• THE REQUEST
Write each line exactly as it stands, from the line containing "the metal platform" through the end of the data.
○ ○ ○ ○ ○ ○ ○
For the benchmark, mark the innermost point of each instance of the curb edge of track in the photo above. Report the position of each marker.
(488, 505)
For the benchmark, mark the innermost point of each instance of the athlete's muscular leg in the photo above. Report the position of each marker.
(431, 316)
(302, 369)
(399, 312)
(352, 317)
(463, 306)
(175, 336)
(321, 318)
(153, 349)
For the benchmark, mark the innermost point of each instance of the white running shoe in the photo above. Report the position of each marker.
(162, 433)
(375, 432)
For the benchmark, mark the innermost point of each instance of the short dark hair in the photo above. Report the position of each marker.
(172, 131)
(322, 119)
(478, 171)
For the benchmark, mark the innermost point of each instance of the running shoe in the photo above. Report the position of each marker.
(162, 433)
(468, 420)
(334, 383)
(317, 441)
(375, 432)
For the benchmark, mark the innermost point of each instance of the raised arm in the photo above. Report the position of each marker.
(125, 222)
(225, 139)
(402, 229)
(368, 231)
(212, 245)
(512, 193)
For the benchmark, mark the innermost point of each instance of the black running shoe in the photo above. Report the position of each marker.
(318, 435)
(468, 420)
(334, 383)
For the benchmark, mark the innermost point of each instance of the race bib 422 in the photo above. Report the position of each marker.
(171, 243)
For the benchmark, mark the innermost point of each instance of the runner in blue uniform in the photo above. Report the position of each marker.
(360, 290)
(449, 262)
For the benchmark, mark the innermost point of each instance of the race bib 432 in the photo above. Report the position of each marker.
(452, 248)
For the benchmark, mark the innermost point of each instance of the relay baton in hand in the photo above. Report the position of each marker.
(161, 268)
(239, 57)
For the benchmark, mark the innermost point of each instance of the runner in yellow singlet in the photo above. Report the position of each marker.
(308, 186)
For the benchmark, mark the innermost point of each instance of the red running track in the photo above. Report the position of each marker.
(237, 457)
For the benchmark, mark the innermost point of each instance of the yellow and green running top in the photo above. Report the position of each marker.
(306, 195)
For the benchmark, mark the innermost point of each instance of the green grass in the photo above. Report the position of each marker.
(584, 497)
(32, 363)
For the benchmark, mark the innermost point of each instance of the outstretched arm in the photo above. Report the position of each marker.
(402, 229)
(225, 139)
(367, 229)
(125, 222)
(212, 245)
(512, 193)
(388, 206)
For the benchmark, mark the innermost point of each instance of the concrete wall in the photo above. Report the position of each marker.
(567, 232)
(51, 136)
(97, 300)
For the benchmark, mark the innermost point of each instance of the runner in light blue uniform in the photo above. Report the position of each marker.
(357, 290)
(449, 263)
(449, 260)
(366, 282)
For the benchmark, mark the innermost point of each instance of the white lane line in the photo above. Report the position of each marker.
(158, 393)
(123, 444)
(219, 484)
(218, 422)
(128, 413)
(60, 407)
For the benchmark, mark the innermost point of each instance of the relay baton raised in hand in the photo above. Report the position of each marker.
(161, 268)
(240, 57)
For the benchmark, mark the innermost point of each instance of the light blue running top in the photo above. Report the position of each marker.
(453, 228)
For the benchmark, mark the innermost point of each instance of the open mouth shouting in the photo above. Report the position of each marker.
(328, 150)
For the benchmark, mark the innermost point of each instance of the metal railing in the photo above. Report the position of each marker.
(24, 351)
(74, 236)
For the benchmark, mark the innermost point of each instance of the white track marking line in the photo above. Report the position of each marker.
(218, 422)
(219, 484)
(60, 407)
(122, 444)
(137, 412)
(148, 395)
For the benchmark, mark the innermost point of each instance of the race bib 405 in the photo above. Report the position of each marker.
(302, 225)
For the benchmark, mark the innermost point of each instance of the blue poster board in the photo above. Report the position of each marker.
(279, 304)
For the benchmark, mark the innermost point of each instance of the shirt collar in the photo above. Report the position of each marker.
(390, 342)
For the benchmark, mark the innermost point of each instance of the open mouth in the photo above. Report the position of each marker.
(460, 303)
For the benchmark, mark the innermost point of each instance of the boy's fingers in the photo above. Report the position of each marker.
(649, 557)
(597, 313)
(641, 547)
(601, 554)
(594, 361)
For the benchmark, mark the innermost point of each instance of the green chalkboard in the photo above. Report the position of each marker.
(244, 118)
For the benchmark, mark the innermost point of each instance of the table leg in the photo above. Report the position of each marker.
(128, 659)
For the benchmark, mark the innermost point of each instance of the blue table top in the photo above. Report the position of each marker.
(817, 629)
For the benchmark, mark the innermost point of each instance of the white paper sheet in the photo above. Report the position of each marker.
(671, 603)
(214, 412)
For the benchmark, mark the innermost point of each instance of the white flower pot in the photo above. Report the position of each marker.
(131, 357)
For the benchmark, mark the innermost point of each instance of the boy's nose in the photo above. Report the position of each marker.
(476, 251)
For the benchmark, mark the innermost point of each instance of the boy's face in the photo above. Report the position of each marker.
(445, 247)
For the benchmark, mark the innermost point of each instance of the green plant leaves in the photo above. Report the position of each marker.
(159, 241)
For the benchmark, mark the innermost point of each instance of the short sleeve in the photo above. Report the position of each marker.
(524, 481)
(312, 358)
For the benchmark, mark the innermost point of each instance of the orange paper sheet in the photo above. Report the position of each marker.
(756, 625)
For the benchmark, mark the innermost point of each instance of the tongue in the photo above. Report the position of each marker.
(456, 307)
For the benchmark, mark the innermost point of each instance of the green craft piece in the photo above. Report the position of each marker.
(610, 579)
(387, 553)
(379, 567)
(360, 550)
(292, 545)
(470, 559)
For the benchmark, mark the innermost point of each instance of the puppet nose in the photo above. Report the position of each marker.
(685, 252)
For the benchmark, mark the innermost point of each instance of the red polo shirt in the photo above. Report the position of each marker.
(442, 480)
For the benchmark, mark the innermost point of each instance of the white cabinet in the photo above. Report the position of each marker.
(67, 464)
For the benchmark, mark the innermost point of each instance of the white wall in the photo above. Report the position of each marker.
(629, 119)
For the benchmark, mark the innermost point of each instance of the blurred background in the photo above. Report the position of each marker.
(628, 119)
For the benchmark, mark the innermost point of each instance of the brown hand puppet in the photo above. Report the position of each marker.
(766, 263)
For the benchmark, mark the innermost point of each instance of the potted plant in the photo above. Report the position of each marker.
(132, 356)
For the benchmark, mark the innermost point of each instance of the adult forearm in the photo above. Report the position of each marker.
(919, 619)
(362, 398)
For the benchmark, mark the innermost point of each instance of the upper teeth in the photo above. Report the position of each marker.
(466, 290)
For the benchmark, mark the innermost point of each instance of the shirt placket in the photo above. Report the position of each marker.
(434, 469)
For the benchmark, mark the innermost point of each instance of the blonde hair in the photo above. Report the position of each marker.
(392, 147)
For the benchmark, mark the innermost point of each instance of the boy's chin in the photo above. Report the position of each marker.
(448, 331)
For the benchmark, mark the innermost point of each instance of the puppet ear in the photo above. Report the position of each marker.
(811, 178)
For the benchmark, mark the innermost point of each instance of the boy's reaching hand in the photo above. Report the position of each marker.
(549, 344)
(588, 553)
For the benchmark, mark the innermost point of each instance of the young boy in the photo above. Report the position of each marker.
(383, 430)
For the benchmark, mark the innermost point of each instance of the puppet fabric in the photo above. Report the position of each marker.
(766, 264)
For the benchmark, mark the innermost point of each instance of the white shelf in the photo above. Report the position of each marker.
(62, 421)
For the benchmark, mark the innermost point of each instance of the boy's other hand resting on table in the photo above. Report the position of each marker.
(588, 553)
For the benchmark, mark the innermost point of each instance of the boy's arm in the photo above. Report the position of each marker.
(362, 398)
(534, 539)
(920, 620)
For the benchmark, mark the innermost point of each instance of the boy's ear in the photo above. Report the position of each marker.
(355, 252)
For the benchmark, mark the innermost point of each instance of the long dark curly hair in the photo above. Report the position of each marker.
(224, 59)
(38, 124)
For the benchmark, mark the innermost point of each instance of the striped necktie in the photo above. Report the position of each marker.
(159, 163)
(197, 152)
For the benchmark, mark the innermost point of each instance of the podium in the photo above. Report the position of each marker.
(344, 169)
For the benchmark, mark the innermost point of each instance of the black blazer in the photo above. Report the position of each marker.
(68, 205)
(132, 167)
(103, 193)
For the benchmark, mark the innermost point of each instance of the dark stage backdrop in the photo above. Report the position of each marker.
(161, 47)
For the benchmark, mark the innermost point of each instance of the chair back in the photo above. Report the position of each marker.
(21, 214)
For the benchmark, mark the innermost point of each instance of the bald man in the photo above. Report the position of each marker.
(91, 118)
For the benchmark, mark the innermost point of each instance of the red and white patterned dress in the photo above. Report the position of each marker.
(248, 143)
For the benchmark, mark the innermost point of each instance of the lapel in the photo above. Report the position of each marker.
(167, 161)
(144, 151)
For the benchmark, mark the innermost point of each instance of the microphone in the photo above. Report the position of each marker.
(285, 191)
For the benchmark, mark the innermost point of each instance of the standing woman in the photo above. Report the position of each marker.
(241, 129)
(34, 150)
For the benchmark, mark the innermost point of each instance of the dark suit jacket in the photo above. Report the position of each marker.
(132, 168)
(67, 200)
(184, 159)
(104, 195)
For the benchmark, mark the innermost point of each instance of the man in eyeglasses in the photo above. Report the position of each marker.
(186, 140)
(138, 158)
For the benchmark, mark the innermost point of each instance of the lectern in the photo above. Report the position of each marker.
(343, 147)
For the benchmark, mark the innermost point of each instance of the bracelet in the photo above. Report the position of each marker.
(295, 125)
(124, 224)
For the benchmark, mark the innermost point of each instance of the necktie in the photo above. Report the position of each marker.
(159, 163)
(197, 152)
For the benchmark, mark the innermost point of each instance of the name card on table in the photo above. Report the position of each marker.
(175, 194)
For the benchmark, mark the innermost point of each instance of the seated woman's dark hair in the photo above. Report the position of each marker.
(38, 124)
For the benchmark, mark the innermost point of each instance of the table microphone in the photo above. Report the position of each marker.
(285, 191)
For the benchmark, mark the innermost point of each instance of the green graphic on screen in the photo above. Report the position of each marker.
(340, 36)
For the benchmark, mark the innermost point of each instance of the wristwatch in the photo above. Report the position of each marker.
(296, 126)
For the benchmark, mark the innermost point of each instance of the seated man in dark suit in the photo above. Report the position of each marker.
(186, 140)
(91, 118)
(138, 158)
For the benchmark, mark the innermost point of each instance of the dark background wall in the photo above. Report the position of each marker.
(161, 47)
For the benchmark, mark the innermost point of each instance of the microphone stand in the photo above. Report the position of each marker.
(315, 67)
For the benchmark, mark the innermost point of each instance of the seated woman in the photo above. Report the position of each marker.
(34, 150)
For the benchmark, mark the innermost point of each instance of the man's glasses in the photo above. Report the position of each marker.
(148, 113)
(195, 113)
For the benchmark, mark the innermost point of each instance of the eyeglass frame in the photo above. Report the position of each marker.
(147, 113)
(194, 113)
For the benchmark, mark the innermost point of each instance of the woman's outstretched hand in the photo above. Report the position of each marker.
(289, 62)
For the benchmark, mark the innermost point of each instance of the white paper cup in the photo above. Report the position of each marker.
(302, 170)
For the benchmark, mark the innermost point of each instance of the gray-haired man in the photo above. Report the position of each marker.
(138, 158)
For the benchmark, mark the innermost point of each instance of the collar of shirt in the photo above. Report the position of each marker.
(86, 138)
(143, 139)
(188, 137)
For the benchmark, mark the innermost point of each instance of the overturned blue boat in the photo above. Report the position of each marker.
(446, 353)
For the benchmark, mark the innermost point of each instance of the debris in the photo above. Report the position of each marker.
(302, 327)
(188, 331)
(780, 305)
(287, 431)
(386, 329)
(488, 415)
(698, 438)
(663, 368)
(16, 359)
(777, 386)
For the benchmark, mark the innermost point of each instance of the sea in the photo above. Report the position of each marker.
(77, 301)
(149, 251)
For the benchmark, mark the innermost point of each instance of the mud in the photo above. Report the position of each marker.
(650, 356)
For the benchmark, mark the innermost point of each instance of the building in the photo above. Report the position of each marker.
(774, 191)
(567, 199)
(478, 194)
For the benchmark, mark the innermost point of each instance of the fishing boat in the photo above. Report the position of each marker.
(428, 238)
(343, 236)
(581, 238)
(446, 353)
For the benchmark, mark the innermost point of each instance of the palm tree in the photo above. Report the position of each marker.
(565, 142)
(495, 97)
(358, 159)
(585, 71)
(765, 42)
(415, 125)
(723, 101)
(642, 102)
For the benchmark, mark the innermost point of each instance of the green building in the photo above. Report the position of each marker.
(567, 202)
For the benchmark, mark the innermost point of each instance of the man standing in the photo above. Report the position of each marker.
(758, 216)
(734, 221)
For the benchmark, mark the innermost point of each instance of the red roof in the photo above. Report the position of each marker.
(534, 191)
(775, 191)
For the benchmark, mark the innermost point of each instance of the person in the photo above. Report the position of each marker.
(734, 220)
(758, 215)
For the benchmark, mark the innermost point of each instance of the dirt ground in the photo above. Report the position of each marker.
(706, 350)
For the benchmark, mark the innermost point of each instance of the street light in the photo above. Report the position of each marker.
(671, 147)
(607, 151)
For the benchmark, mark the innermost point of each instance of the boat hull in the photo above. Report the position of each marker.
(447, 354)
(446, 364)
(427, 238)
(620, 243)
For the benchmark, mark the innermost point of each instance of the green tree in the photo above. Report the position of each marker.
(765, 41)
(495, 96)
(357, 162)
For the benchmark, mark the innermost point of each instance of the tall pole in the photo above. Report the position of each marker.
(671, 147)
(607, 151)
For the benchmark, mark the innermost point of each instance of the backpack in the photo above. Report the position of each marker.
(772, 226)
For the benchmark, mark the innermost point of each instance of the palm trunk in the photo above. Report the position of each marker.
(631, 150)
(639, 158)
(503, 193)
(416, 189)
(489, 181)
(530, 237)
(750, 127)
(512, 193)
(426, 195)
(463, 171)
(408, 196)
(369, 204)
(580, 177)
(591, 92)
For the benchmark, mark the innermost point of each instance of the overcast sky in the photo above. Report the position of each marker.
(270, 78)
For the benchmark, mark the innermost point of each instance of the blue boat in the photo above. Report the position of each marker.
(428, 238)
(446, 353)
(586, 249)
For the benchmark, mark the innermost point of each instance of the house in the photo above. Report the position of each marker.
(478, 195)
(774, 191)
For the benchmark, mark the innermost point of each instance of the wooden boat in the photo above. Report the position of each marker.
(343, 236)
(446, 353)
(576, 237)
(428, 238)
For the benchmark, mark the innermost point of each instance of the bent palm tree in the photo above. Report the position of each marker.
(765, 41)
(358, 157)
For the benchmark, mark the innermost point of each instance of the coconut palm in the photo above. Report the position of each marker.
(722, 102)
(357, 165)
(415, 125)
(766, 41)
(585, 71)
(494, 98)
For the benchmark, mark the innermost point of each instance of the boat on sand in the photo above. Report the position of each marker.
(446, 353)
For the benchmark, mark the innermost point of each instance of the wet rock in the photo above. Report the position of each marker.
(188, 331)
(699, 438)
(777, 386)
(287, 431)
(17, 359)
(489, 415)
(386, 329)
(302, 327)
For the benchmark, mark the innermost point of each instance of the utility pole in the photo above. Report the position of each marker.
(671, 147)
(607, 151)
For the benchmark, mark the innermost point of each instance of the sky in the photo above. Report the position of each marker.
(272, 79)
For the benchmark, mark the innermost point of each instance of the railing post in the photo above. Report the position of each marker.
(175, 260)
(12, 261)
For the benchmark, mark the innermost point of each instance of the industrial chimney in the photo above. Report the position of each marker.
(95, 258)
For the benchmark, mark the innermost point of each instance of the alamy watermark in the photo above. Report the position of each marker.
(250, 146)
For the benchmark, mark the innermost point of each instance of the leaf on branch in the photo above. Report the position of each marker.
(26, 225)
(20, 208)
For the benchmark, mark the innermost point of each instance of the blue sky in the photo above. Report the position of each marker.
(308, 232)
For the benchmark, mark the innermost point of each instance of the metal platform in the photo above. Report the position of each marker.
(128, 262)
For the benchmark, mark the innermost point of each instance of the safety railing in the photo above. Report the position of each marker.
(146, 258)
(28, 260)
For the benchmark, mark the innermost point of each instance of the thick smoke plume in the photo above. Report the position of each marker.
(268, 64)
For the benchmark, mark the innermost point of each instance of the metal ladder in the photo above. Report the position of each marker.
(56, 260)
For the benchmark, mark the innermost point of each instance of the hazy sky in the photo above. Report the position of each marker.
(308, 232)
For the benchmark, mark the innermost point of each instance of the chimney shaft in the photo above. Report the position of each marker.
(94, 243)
○ ○ ○ ○ ○ ○ ○
• ANSWER IN FULL
For the benchmark, mark the innermost point of each instance of the metal platform in the photo above. Report the position of each marker.
(128, 262)
For the benchmark, mark the innermost point of each instance of the safety railing in the photo above. Report the position of each marker.
(146, 258)
(28, 260)
For the benchmark, mark the innermost point of each instance of the thick smoke plume in the photo above. Report the position of each marker.
(268, 64)
For the benchmark, mark the innermost point of each instance of the metal ladder in the photo above. Report the position of each marker.
(56, 260)
For the benchmark, mark the innermost point of each instance of the hazy sky in the photo above. Report the position of each marker.
(308, 232)
For the benchmark, mark the innermost point of each instance of the chimney shaft in the photo above. Report the position of each marker.
(94, 243)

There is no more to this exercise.